● **Problem to work on**: Copy out everything from the first line below down to the line containing "<point>614,204</point>", including both of those lines, word for word.

● **Records supplied**:
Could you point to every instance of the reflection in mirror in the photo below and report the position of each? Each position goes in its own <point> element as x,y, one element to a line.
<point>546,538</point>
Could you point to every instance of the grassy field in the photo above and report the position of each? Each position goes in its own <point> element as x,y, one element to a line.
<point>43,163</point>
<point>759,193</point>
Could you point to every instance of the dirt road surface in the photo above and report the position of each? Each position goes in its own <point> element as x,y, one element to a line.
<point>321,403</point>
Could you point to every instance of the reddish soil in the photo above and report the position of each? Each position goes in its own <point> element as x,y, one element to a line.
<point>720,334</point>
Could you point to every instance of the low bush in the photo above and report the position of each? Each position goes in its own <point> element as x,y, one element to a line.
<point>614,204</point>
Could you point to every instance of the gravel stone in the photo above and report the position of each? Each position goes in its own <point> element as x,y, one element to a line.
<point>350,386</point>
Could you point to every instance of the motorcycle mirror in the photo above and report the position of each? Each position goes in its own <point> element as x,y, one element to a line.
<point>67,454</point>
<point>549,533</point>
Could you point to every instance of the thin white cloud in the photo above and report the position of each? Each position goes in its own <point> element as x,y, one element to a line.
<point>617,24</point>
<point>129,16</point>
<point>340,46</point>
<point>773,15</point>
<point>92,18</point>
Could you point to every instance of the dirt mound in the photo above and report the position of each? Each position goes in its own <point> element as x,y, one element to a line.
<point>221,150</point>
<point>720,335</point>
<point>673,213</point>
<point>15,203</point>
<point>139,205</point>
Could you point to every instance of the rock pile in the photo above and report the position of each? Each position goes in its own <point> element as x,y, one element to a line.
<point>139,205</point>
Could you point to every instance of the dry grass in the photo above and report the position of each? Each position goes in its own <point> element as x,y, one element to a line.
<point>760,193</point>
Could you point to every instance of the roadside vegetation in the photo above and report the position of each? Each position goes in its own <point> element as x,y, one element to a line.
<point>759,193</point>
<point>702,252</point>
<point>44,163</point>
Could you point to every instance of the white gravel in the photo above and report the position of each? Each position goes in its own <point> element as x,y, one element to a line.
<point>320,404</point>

● **Response to the exercise**:
Could you point to every instance of the reflection in mirror in the photo below and report the position of each? Each position goes in its own <point> element as x,y, one element to a line.
<point>546,538</point>
Could you point to every instance of the grassy field in the photo above and report the position of each? Each position goes in its own <point> element as x,y, one element to a line.
<point>43,163</point>
<point>759,193</point>
Could you point to every instance of the dirt road surface in the photo above and report the position of each? Each position goes in its own <point> element as x,y, one element to a line.
<point>321,403</point>
Could you point to every instance of the reddish soil in the photo above and report the position of each? Each position goes in its own <point> element as x,y, one element to a line.
<point>720,334</point>
Could you point to every instance of the low bush in the photo above and report the position of each? Each position goes in its own <point> element as x,y, one element to a line.
<point>614,204</point>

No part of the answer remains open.